====== Input for this task

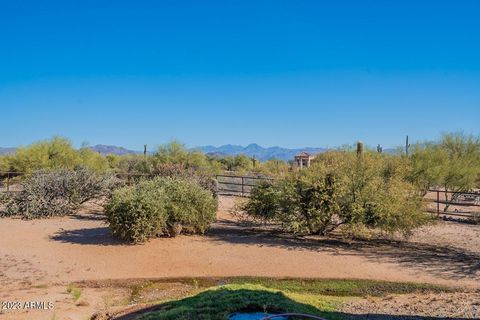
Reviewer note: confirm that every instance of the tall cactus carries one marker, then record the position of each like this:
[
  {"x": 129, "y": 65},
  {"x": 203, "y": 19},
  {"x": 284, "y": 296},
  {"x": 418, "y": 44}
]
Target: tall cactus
[
  {"x": 407, "y": 147},
  {"x": 359, "y": 148}
]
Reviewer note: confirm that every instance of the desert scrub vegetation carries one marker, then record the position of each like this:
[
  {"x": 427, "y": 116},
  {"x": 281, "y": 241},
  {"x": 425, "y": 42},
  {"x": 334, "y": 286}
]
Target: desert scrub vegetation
[
  {"x": 56, "y": 153},
  {"x": 162, "y": 206},
  {"x": 359, "y": 193},
  {"x": 56, "y": 193}
]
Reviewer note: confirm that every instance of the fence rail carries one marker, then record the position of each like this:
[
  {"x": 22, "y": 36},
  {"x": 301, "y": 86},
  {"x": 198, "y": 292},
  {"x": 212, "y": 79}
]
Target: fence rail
[
  {"x": 238, "y": 185},
  {"x": 441, "y": 202},
  {"x": 449, "y": 203}
]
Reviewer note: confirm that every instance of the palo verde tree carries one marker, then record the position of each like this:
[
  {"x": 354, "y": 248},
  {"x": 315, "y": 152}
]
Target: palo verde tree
[{"x": 452, "y": 164}]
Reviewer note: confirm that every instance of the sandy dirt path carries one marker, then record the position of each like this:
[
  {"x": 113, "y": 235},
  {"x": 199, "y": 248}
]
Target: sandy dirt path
[
  {"x": 38, "y": 259},
  {"x": 81, "y": 248}
]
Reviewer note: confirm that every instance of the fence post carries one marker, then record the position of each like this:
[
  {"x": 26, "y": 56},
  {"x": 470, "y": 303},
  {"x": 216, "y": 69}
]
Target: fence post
[
  {"x": 438, "y": 202},
  {"x": 8, "y": 182},
  {"x": 242, "y": 188}
]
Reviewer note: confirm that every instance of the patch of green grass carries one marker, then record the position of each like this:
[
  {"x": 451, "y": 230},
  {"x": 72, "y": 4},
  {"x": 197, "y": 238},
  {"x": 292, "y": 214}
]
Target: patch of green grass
[
  {"x": 312, "y": 296},
  {"x": 343, "y": 287},
  {"x": 75, "y": 291},
  {"x": 219, "y": 302}
]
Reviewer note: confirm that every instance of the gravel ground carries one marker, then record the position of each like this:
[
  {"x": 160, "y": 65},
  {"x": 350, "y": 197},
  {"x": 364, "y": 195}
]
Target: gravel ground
[{"x": 417, "y": 306}]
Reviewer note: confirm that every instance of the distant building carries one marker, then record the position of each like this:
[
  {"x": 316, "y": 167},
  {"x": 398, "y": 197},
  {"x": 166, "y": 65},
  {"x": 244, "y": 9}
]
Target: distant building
[{"x": 303, "y": 159}]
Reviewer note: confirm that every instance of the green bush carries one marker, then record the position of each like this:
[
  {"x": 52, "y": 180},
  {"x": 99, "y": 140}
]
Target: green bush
[
  {"x": 56, "y": 193},
  {"x": 160, "y": 207},
  {"x": 359, "y": 193},
  {"x": 54, "y": 154}
]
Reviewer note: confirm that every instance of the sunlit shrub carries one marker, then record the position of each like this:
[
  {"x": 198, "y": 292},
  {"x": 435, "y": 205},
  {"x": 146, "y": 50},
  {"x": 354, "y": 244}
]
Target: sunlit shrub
[
  {"x": 57, "y": 193},
  {"x": 160, "y": 207}
]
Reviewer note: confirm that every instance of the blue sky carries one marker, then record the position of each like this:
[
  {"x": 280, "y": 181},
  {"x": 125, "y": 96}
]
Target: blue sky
[{"x": 289, "y": 73}]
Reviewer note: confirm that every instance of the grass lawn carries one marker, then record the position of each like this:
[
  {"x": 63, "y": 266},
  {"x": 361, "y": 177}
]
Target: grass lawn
[{"x": 318, "y": 297}]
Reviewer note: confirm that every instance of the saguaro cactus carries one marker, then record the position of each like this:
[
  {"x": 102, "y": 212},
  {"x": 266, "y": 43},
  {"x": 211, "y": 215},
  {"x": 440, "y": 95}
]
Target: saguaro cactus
[
  {"x": 359, "y": 148},
  {"x": 407, "y": 147}
]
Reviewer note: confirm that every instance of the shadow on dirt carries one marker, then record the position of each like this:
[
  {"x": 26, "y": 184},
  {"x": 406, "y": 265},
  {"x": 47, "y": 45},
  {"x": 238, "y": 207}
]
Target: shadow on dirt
[
  {"x": 448, "y": 262},
  {"x": 87, "y": 236}
]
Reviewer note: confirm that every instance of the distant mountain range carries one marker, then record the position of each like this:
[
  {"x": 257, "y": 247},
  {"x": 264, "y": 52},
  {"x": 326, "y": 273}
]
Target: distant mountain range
[
  {"x": 252, "y": 150},
  {"x": 259, "y": 152}
]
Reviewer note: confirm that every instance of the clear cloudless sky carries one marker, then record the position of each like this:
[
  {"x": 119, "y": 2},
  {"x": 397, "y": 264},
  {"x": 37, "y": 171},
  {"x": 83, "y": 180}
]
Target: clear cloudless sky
[{"x": 290, "y": 73}]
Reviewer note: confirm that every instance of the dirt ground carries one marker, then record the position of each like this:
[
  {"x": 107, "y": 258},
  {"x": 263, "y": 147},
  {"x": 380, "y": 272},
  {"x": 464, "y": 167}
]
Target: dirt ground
[{"x": 38, "y": 259}]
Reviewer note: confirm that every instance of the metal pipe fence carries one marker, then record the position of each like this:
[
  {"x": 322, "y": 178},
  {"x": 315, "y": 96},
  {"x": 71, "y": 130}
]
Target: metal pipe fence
[{"x": 440, "y": 202}]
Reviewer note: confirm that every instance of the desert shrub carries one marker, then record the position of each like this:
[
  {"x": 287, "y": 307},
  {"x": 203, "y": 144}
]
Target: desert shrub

============

### Exercise objective
The required output is each record above, reproduced exactly, without its pictures.

### Reply to the task
Reviewer note: confirm that every instance of the tall cactus carries one marker, then record the position of each like this:
[
  {"x": 129, "y": 65},
  {"x": 203, "y": 19},
  {"x": 284, "y": 296},
  {"x": 418, "y": 44}
]
Target: tall cactus
[
  {"x": 407, "y": 147},
  {"x": 359, "y": 148}
]
Reviewer note: confirm that every instance of the desert scrub vegetation carries one marker, then record the position of each like this:
[
  {"x": 427, "y": 116},
  {"x": 281, "y": 241},
  {"x": 425, "y": 42},
  {"x": 334, "y": 286}
]
Target: desert scrub vegetation
[
  {"x": 56, "y": 153},
  {"x": 162, "y": 206},
  {"x": 359, "y": 193},
  {"x": 56, "y": 193}
]
Reviewer note: confirm that every instance of the fence rail carries one marker, then record the position of each like this:
[
  {"x": 22, "y": 36},
  {"x": 301, "y": 86},
  {"x": 198, "y": 292},
  {"x": 212, "y": 79}
]
Target: fence rail
[
  {"x": 238, "y": 185},
  {"x": 441, "y": 202},
  {"x": 449, "y": 203}
]
Reviewer note: confirm that every instance of the palo verde tree carries one marker, then record the position of each like this:
[
  {"x": 354, "y": 248},
  {"x": 315, "y": 152}
]
Target: palo verde tree
[{"x": 452, "y": 164}]
Reviewer note: confirm that every instance of the sandy dirt path carries one marker, then record the position of each like this:
[
  {"x": 113, "y": 235},
  {"x": 199, "y": 248}
]
Target: sandy dirt path
[
  {"x": 38, "y": 259},
  {"x": 81, "y": 248}
]
Reviewer note: confirm that every instance of the fence post carries one marker, then record the position of each like this:
[
  {"x": 26, "y": 56},
  {"x": 470, "y": 303},
  {"x": 216, "y": 69}
]
Target: fence post
[
  {"x": 438, "y": 202},
  {"x": 8, "y": 182},
  {"x": 242, "y": 188}
]
Reviewer note: confirm that every instance of the patch of green grass carries one marker, then record the position of each like this:
[
  {"x": 451, "y": 230},
  {"x": 72, "y": 4},
  {"x": 197, "y": 238},
  {"x": 292, "y": 214}
]
Target: patch of green grass
[
  {"x": 312, "y": 296},
  {"x": 343, "y": 287},
  {"x": 75, "y": 291},
  {"x": 219, "y": 302}
]
Reviewer note: confirm that every instance of the gravel ground carries one marker, then record the position of each like this:
[
  {"x": 160, "y": 65},
  {"x": 350, "y": 197},
  {"x": 364, "y": 195}
]
Target: gravel ground
[{"x": 417, "y": 306}]
Reviewer note: confirm that every instance of the distant building carries one marker, then record the position of each like this:
[
  {"x": 316, "y": 167},
  {"x": 398, "y": 197},
  {"x": 166, "y": 65},
  {"x": 244, "y": 9}
]
Target: distant building
[{"x": 303, "y": 159}]
Reviewer note: confirm that every instance of the green bush carries one marker, then record the position of each like this:
[
  {"x": 52, "y": 180},
  {"x": 99, "y": 140}
]
Target: green bush
[
  {"x": 56, "y": 193},
  {"x": 160, "y": 207},
  {"x": 359, "y": 193},
  {"x": 54, "y": 154}
]
Reviewer note: confirm that every instance of the sunlit shrub carries one marker, then record the position of each like this:
[
  {"x": 198, "y": 292},
  {"x": 435, "y": 205},
  {"x": 146, "y": 50},
  {"x": 354, "y": 244}
]
Target: sunlit shrub
[
  {"x": 57, "y": 193},
  {"x": 160, "y": 207}
]
Reviewer note: confirm that every instance of the blue sky carries one marker, then record the position of each like this:
[
  {"x": 280, "y": 181},
  {"x": 125, "y": 96}
]
Target: blue sky
[{"x": 289, "y": 73}]
Reviewer note: confirm that every instance of the grass lawn carries one marker, then record the position of each like this:
[
  {"x": 63, "y": 266},
  {"x": 361, "y": 177}
]
Target: grass lawn
[{"x": 318, "y": 297}]
Reviewer note: confirm that every instance of the saguaro cactus carries one marker, then record the position of each like this:
[
  {"x": 102, "y": 212},
  {"x": 266, "y": 43},
  {"x": 211, "y": 215},
  {"x": 440, "y": 95}
]
Target: saguaro cactus
[
  {"x": 359, "y": 148},
  {"x": 407, "y": 147}
]
Reviewer note: confirm that every instance of the shadow on dirt carries one marker, then record the position of each like this:
[
  {"x": 26, "y": 184},
  {"x": 406, "y": 265},
  {"x": 47, "y": 45},
  {"x": 238, "y": 207}
]
Target: shadow on dirt
[
  {"x": 448, "y": 262},
  {"x": 87, "y": 236}
]
Reviewer note: confirm that every instance of the distant mountain range carries one marker, then record the position of each like this:
[
  {"x": 257, "y": 247},
  {"x": 264, "y": 52},
  {"x": 326, "y": 273}
]
Target: distant mountain range
[
  {"x": 252, "y": 150},
  {"x": 259, "y": 152}
]
Reviewer note: confirm that every instance of the clear cloudless sky carries one marker, then record the position of each like this:
[
  {"x": 119, "y": 2},
  {"x": 397, "y": 264},
  {"x": 37, "y": 171},
  {"x": 83, "y": 180}
]
Target: clear cloudless sky
[{"x": 290, "y": 73}]
Reviewer note: confirm that every instance of the dirt ground carries one marker, then record the position of each like this:
[
  {"x": 107, "y": 258},
  {"x": 263, "y": 147},
  {"x": 380, "y": 272},
  {"x": 464, "y": 167}
]
Target: dirt ground
[{"x": 38, "y": 259}]
Reviewer note: confirm that every instance of the metal pipe fence carries one marker, then record the position of each like this:
[
  {"x": 322, "y": 178},
  {"x": 315, "y": 96},
  {"x": 71, "y": 130}
]
Target: metal pipe fence
[{"x": 440, "y": 202}]
Reviewer note: confirm that every instance of the desert shrub carries one marker, then record the position of each like this:
[
  {"x": 287, "y": 307},
  {"x": 203, "y": 144}
]
Target: desert shrub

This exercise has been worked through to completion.